§ GOAL OF THE EXERCISE:
The answer must be an exact copy of every entry.
+++
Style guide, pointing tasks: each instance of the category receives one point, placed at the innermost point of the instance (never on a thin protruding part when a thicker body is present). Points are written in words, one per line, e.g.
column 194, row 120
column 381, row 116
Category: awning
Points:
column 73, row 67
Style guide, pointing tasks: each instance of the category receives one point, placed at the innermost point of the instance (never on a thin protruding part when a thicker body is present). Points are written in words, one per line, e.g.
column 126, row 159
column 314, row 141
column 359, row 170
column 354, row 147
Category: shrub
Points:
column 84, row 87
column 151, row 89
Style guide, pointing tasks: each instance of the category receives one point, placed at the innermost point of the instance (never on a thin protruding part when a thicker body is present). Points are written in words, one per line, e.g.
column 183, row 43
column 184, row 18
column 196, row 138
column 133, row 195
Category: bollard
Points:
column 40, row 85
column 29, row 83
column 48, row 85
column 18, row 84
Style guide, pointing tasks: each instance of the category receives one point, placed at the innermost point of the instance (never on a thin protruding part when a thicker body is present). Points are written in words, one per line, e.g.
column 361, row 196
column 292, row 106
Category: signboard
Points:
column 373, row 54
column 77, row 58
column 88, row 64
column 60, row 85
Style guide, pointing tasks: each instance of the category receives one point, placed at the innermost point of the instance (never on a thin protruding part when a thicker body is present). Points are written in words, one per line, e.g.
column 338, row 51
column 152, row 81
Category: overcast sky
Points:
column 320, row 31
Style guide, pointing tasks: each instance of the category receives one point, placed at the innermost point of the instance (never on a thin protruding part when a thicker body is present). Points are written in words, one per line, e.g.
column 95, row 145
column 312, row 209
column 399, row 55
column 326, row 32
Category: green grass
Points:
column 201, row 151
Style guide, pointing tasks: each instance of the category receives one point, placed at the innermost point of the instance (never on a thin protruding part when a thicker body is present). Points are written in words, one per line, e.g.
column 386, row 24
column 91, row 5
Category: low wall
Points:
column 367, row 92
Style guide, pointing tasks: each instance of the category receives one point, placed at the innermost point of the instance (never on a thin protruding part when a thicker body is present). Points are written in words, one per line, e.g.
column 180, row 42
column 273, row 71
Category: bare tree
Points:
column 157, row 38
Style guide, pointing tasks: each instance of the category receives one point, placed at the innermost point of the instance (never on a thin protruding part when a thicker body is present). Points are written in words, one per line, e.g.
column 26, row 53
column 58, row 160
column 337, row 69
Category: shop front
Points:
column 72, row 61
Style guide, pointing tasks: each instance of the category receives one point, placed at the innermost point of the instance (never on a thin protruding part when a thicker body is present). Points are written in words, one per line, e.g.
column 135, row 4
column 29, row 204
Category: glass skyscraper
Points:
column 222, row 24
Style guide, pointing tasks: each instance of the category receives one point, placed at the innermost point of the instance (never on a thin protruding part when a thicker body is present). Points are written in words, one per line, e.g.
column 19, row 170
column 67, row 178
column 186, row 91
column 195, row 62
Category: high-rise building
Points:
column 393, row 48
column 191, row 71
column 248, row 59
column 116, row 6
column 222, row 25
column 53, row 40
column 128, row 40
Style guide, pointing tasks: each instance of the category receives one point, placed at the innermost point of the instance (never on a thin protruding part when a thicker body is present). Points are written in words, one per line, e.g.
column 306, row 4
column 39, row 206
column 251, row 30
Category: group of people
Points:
+++
§ PROBLEM SOLUTION:
Style guide, pointing tasks: each instance of the category receives one point, placed at the innermost point of the instance (never on a thin protruding part when a thicker body is present). Points are written in words, one per line, e.g.
column 194, row 120
column 381, row 116
Category: awning
Points:
column 73, row 67
Style guide, pointing tasks: each instance of the category receives one point, placed at the innermost point of the instance (never on a thin protruding part when a thicker body is present). Points are written in words, one per line, e.g.
column 126, row 159
column 314, row 141
column 359, row 170
column 354, row 147
Category: shrub
Points:
column 84, row 87
column 151, row 89
Style guide, pointing tasks: each instance of the category receives one point, placed at the innermost point of the instance (never on a thin protruding part when a thicker body is present). Points are written in words, one per line, e.g.
column 183, row 43
column 184, row 18
column 196, row 138
column 133, row 195
Category: bollard
Points:
column 40, row 85
column 29, row 83
column 48, row 85
column 18, row 84
Style guide, pointing tasks: each instance of the category receives one point, placed at the innermost point of the instance (never on a thin protruding part when a thicker body is present). Points are written in words, one per line, e.g.
column 361, row 196
column 292, row 106
Category: signboard
Points:
column 373, row 54
column 77, row 58
column 88, row 64
column 60, row 85
Style guide, pointing tasks: each instance of the category receives one point, placed at the innermost point of the instance (never on a thin protruding part when a thicker body is present). Points are written in words, one per line, e.g.
column 338, row 51
column 152, row 81
Category: overcast sky
Points:
column 320, row 31
Style guide, pointing tasks: each instance of the category receives one point, placed at the innermost point of the instance (never on a thin protruding part when a thicker body is present). Points are written in words, one per line, e.g.
column 95, row 145
column 312, row 209
column 399, row 55
column 326, row 32
Category: green grass
Points:
column 201, row 151
Style guide, pointing tasks: each instance of the category receives one point, placed at the innermost point of the instance (never on a thin protruding part when a thicker body is present). Points are written in words, one per line, e.g.
column 386, row 24
column 91, row 5
Category: low wall
Points:
column 367, row 92
Style guide, pointing tasks: each instance of the category receives one point, placed at the innermost point of the instance (never on a thin protruding part when a thicker body is present). Points are written in words, one per line, e.g.
column 180, row 42
column 273, row 71
Category: bare tree
Points:
column 157, row 38
Style guide, pointing tasks: each instance of the category receives one point, placed at the innermost point of the instance (never on a thin protruding part when a thicker body is present). Points are written in words, one per line, e.g.
column 26, row 53
column 58, row 160
column 337, row 69
Category: shop front
Points:
column 72, row 61
Style guide, pointing tasks: each instance of the category receives one point, placed at the innermost point of the instance (never on a thin protruding part when a thicker body is present). Points are written in words, one per line, e.g.
column 135, row 4
column 29, row 204
Category: glass skyscraper
Points:
column 222, row 24
Style guide, pointing tasks: each instance of the category receives one point, placed at the innermost point of the instance (never on a thin protruding part when a thicker body is present). Points are written in words, one per line, e.g.
column 19, row 170
column 67, row 178
column 186, row 91
column 195, row 62
Category: high-rise building
Points:
column 393, row 48
column 191, row 71
column 248, row 59
column 116, row 6
column 222, row 25
column 53, row 40
column 128, row 40
Style guide, pointing tasks: each instance of the category receives one point, placed at the innermost point of the instance (never on a thin protruding part when a thicker body is present). Points are written in words, one per line, e.g.
column 306, row 4
column 39, row 206
column 251, row 30
Category: group of people
Points:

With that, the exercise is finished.